(Set task): Return, copied in full, each line in the rows below that contains the word "roof".

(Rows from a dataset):
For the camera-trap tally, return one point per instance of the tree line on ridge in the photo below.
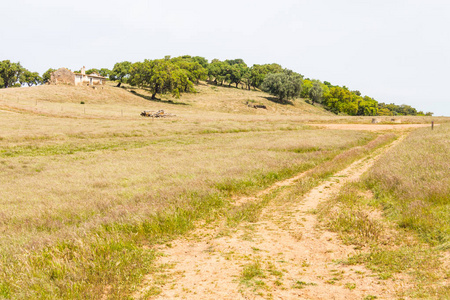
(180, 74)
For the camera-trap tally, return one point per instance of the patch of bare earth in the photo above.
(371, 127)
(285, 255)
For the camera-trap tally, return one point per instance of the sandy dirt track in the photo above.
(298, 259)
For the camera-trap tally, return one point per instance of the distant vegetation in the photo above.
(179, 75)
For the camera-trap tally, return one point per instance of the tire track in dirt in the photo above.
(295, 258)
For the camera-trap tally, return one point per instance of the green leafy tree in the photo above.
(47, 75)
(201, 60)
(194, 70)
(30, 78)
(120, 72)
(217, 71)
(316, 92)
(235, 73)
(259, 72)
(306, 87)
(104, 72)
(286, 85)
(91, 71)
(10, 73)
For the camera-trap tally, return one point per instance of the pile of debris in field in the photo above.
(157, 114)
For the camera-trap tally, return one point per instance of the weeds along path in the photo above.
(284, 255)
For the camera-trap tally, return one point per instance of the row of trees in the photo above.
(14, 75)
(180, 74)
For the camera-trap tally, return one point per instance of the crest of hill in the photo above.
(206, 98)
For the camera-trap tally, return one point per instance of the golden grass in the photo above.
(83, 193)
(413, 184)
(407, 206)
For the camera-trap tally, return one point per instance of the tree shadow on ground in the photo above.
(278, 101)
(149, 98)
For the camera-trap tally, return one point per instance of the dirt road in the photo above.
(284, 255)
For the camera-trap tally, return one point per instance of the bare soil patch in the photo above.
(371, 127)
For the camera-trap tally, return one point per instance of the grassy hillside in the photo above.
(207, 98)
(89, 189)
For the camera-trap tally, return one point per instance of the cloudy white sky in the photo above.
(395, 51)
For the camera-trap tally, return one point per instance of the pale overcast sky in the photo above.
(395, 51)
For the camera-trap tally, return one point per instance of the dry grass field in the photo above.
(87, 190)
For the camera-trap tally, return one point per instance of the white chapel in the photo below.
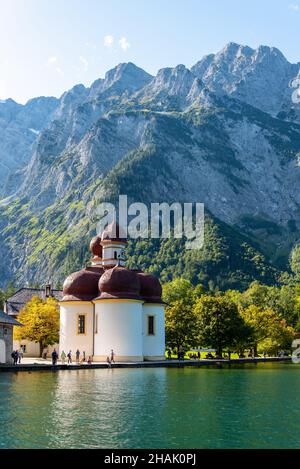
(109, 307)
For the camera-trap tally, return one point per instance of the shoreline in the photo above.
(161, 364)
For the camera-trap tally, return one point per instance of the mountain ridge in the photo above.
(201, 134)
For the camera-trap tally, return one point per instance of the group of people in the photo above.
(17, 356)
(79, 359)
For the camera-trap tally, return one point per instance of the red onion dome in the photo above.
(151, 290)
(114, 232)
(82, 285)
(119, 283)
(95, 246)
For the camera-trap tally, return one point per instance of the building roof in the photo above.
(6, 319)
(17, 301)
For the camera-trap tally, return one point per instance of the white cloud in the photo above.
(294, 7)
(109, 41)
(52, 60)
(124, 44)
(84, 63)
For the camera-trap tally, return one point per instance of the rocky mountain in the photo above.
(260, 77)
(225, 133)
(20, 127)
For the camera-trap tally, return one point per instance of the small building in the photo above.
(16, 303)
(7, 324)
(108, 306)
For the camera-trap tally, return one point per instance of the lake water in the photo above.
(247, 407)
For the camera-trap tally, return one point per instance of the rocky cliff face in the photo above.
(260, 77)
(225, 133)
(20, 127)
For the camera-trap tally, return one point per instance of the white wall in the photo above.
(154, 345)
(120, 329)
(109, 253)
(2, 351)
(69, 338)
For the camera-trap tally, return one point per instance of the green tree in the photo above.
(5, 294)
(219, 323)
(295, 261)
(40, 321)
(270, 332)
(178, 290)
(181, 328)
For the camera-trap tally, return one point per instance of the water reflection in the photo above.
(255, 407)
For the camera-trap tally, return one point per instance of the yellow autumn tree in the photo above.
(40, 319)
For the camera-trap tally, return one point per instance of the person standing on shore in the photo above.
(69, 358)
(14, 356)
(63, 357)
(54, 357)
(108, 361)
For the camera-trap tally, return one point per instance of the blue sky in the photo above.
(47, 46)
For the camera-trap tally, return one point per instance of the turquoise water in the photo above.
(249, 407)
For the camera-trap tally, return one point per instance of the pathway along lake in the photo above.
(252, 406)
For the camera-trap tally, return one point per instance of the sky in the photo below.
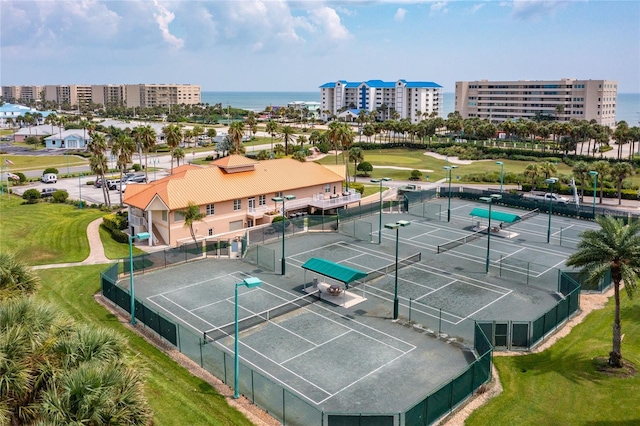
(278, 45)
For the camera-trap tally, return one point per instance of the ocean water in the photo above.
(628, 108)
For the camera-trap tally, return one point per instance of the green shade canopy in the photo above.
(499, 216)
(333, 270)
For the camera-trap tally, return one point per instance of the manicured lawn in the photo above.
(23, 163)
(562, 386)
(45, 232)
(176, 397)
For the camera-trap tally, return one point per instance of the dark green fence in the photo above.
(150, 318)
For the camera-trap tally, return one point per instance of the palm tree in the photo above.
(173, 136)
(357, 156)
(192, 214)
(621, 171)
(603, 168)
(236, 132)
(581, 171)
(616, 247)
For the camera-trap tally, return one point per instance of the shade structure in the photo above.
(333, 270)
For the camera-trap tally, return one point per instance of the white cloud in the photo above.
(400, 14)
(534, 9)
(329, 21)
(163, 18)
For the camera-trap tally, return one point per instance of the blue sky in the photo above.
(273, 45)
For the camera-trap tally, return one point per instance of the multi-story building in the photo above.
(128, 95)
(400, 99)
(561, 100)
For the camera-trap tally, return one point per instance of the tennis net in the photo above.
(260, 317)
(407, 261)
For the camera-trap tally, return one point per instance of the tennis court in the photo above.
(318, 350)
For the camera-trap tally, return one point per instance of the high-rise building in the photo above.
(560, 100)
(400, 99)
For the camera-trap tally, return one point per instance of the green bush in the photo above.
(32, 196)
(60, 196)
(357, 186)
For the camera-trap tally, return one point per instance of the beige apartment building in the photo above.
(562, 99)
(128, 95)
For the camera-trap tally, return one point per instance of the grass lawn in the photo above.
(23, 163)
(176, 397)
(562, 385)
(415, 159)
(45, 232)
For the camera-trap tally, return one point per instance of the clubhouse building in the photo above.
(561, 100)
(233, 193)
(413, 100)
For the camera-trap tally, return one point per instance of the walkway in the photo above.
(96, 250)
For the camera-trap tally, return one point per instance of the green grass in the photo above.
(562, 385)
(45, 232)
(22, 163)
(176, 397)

--

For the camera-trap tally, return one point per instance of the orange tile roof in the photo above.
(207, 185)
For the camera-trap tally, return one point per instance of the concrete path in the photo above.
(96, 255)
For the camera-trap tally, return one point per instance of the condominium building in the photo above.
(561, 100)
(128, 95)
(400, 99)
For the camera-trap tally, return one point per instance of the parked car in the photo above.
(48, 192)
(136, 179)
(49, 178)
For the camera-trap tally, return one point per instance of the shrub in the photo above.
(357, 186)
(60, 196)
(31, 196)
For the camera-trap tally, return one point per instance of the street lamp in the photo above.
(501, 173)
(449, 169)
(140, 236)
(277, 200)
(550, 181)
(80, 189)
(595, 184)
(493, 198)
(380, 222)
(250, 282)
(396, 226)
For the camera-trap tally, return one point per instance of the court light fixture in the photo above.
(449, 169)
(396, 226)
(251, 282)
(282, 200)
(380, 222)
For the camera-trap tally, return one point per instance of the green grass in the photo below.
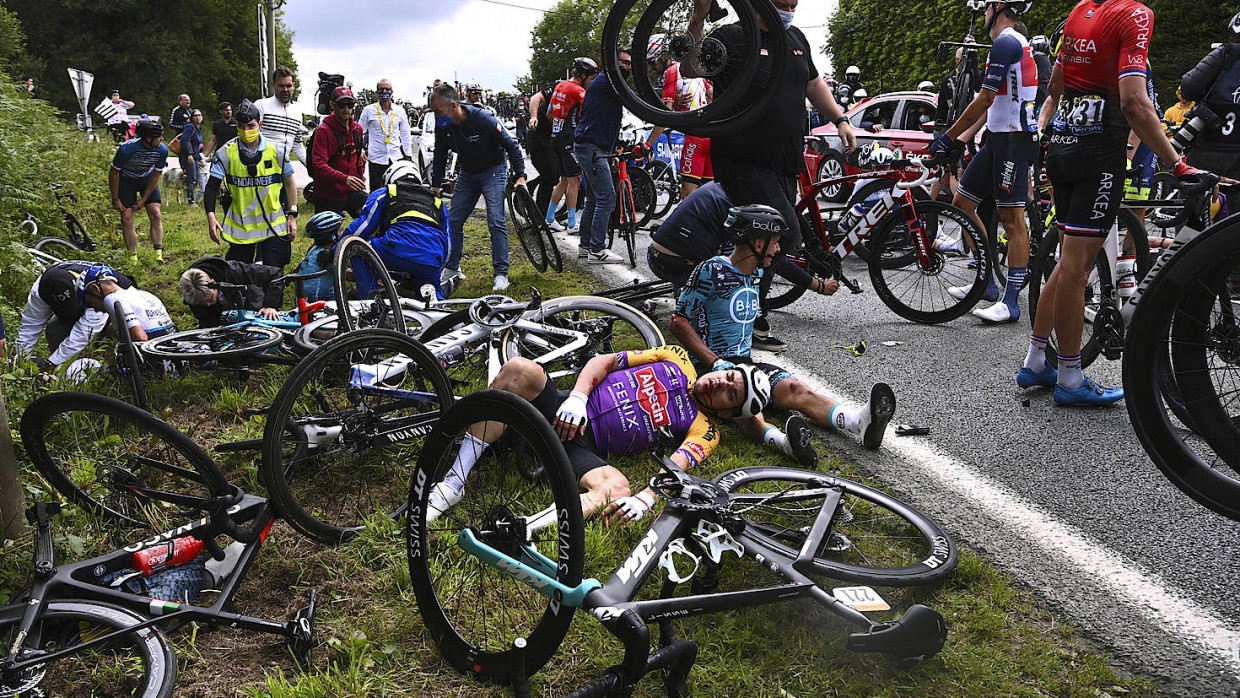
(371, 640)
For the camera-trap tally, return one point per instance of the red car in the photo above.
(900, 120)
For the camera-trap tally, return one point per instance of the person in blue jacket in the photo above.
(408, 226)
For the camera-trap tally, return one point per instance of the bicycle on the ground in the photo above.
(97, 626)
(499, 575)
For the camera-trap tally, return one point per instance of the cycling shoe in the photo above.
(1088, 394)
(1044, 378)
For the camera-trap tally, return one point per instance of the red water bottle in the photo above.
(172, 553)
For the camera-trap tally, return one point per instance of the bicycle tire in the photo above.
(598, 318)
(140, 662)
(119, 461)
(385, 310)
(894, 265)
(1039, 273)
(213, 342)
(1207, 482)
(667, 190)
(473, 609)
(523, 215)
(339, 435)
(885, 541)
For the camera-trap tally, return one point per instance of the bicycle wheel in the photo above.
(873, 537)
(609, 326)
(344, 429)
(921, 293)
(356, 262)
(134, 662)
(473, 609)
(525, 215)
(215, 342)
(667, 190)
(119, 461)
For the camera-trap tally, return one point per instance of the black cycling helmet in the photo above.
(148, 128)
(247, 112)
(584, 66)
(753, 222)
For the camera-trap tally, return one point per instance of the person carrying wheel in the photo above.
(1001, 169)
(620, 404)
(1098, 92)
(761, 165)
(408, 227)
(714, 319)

(Answer in full):
For the camera-trap tally, return one point per instance of the building roof in the photo above.
For the camera-trap tally, return one point per instance of the orange tile roof in the photo above.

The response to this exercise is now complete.